**EXERCISE PROMPT**
Revise the following entries so that every "pixel coordinates" reads "integer coordinates", and leave everything else untouched.

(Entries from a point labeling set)

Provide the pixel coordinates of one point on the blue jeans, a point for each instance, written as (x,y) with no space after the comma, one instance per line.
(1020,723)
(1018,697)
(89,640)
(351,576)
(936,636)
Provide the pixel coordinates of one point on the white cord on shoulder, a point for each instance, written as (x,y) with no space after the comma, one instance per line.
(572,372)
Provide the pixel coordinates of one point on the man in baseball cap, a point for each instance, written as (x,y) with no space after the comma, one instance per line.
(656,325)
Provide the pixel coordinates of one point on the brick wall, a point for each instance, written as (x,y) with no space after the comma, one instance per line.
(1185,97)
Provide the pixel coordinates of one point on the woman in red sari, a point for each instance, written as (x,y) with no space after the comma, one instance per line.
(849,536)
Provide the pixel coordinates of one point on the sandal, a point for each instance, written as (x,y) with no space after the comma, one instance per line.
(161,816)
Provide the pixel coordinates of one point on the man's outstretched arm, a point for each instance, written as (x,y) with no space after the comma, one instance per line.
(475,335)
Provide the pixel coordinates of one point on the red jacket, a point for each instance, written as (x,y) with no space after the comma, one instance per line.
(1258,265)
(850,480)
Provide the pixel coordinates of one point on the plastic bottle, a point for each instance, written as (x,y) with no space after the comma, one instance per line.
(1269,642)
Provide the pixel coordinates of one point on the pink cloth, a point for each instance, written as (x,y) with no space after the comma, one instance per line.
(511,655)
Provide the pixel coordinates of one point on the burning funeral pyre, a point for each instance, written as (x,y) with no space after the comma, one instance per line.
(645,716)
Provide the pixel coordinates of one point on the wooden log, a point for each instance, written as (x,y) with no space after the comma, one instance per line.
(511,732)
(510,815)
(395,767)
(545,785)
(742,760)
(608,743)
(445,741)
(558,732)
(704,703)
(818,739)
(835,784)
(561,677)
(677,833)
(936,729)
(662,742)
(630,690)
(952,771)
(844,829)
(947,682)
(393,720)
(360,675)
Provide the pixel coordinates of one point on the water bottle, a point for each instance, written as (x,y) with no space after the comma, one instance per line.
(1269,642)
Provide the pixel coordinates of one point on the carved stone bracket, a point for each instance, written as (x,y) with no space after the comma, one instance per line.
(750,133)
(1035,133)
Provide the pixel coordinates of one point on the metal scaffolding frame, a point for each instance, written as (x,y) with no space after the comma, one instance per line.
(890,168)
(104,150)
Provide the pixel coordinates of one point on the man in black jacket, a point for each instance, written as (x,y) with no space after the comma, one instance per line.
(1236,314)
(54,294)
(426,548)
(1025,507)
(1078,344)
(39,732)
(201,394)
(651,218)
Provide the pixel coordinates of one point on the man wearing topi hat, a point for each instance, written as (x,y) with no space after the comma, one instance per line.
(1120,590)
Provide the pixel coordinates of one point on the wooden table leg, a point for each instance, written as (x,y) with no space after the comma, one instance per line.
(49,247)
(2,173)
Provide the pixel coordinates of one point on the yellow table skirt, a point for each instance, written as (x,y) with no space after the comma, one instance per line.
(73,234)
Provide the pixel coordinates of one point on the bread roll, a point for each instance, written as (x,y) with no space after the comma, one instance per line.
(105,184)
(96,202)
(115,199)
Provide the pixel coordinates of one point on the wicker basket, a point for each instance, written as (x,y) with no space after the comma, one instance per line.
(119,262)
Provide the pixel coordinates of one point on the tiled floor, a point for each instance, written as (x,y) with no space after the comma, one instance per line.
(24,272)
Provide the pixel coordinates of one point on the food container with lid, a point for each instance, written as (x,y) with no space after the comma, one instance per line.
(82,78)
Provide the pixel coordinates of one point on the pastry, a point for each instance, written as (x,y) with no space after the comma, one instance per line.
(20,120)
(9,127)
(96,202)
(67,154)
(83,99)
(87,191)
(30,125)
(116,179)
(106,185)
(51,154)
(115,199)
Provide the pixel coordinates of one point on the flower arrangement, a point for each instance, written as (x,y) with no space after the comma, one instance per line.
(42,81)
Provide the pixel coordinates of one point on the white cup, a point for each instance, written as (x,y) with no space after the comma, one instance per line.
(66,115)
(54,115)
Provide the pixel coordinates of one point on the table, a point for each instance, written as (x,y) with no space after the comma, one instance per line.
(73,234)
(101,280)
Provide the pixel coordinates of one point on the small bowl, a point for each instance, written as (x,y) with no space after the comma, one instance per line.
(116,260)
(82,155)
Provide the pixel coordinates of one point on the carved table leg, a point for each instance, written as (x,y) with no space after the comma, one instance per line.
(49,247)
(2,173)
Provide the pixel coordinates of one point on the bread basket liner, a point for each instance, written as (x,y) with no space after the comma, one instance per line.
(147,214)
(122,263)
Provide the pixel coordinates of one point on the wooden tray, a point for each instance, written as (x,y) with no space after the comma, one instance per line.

**RESPONSE FOR THIS EXERCISE**
Provide the integer coordinates of one point on the blue jeans, a point for each instance, written as (x,y) with no space after the comma, one instance per line.
(1020,723)
(1018,697)
(89,640)
(351,576)
(936,636)
Provide the integer coordinates of one point on the white cord on shoulder, a point for each instance, written as (x,y) with no space after the comma, one instance per line.
(572,372)
Provide the integer coordinates of one point on the man in baseball cap, a point for each instance, written as (x,y) with no space after the comma, one instance per line.
(656,325)
Provide the integer coordinates of one point on the brick wall, a point for each instance, written as (x,y) with no space after the comma, one instance per line.
(1185,97)
Provide the integer coordinates of one point on the woman in red sari, a point for each instance, written as (x,y) with no space after the comma, one instance per line.
(849,536)
Provide the integer coordinates of one point on the sandal, a point for each instance, written as (x,y) with no space after the comma, one instance per line.
(161,816)
Provide the integer coordinates of one point on the man's outstretched arm, a point for each instance, written as (x,y) with no space after the comma, one instance per line.
(475,335)
Provide the integer coordinates of one point on the red jacket, a point for each instance, written as (x,y) with no space after the comma, one instance per line.
(1258,265)
(850,480)
Provide the integer coordinates of one point on the plastic bottle, a point for each instance, written as (x,y) with no space after the comma, one instance per line.
(1269,642)
Provide the integer coordinates of one point on the pink cloth, a point for each instance, written as (x,y) with no space after the comma, one instance per line.
(511,655)
Provide the integer coordinates of one point on the burning funeral pyre, a point for each instance, written as (x,y) with no space after the comma, one instance per line.
(645,716)
Provide the integer coordinates of one point on the wooden log, a point for each instance, written as (x,y) with no space after the comma, one instance per line.
(511,732)
(510,815)
(395,767)
(545,785)
(742,760)
(608,743)
(445,741)
(558,732)
(704,703)
(818,739)
(835,784)
(561,677)
(677,833)
(936,729)
(662,742)
(630,690)
(952,771)
(844,829)
(947,682)
(393,720)
(360,675)
Provide the integer coordinates of one point on the water bottle, a point for each instance, written as (x,y) with no space after the comma, one instance per line.
(1269,642)
Provide the integer coordinates of one point on the carved stone bracket, a point for each instance, written as (x,y) with no space after the comma, one instance per line.
(750,133)
(1035,133)
Provide the integer coordinates of one point on the metal scaffolding frame, a point for each instance, written as (x,y) with no space after the comma, one instance per line.
(890,168)
(104,150)
Provide the integer coordinates of one point on the man in black jacket, a point for each instance, written as (x,y) with no space after the comma, one instance per line.
(1236,314)
(54,294)
(426,548)
(1025,507)
(1078,344)
(39,732)
(201,394)
(651,218)
Provide the integer coordinates of one point on the man wearing topi hat, a point for each instance, written as (x,y) with no space after the comma, one instance per line.
(1120,590)
Provide the integer coordinates of one point on the wooden table leg, a point for each instance, written as (x,y) with no space after the comma, one instance per line.
(49,247)
(2,173)
Provide the integer coordinates of one point on the yellow table skirt, a point for each instance, written as (x,y) with no space after the comma, one instance per line.
(73,234)
Provide the integer coordinates of one point on the bread roll, a point for each instance, written as (x,y) with no space after the comma, one instance per line.
(105,184)
(96,202)
(115,199)
Provide the integer coordinates of one point on the wicker basket, a point for each instance, written as (x,y) with no space after the comma, one instance per line.
(119,262)
Provide the integer coordinates of one point on the tiled floor, a point for each instance, written as (x,y) with no space after the comma, one instance per line.
(24,272)
Provide the integer coordinates of one point on the food container with lid, a point for each instance, written as (x,y) with no space after the comma, one instance per line.
(82,78)
Provide the integer coordinates of one point on the pastry, a point for each instance, written as (x,y) with no space after the comma, one instance per line.
(20,120)
(9,127)
(96,202)
(67,154)
(83,99)
(87,191)
(30,125)
(116,179)
(106,185)
(51,154)
(115,199)
Provide the integer coordinates of one point on the flower arrangement, a point for each instance, written as (x,y) with no space after the comma, one instance per line.
(42,81)
Provide the integer coordinates of one point on the white cup, a point for each instance, written as (x,y) with no space after the comma, one instance per line.
(66,115)
(54,115)
Provide the integer coordinates of one point on the table, a point for each instance, written as (x,y) with no space after the comma, one instance per line.
(73,234)
(101,280)
Provide the integer coordinates of one point on the small bowl, a point for each instance, written as (x,y) with no space after the comma, one instance per line.
(116,260)
(82,155)
Provide the integer coordinates of one point on the carved table leg, a point for each instance, written as (x,y) with no space after the comma, one instance per line.
(49,247)
(2,173)
Provide the integer coordinates of one point on the bread basket liner, a point for each instance, written as (x,y) with no space after the comma, one instance per line.
(147,214)
(122,263)
Provide the integer coordinates of one point on the wooden tray, a point for each instance, written as (x,y) with no space after the comma, one instance per line.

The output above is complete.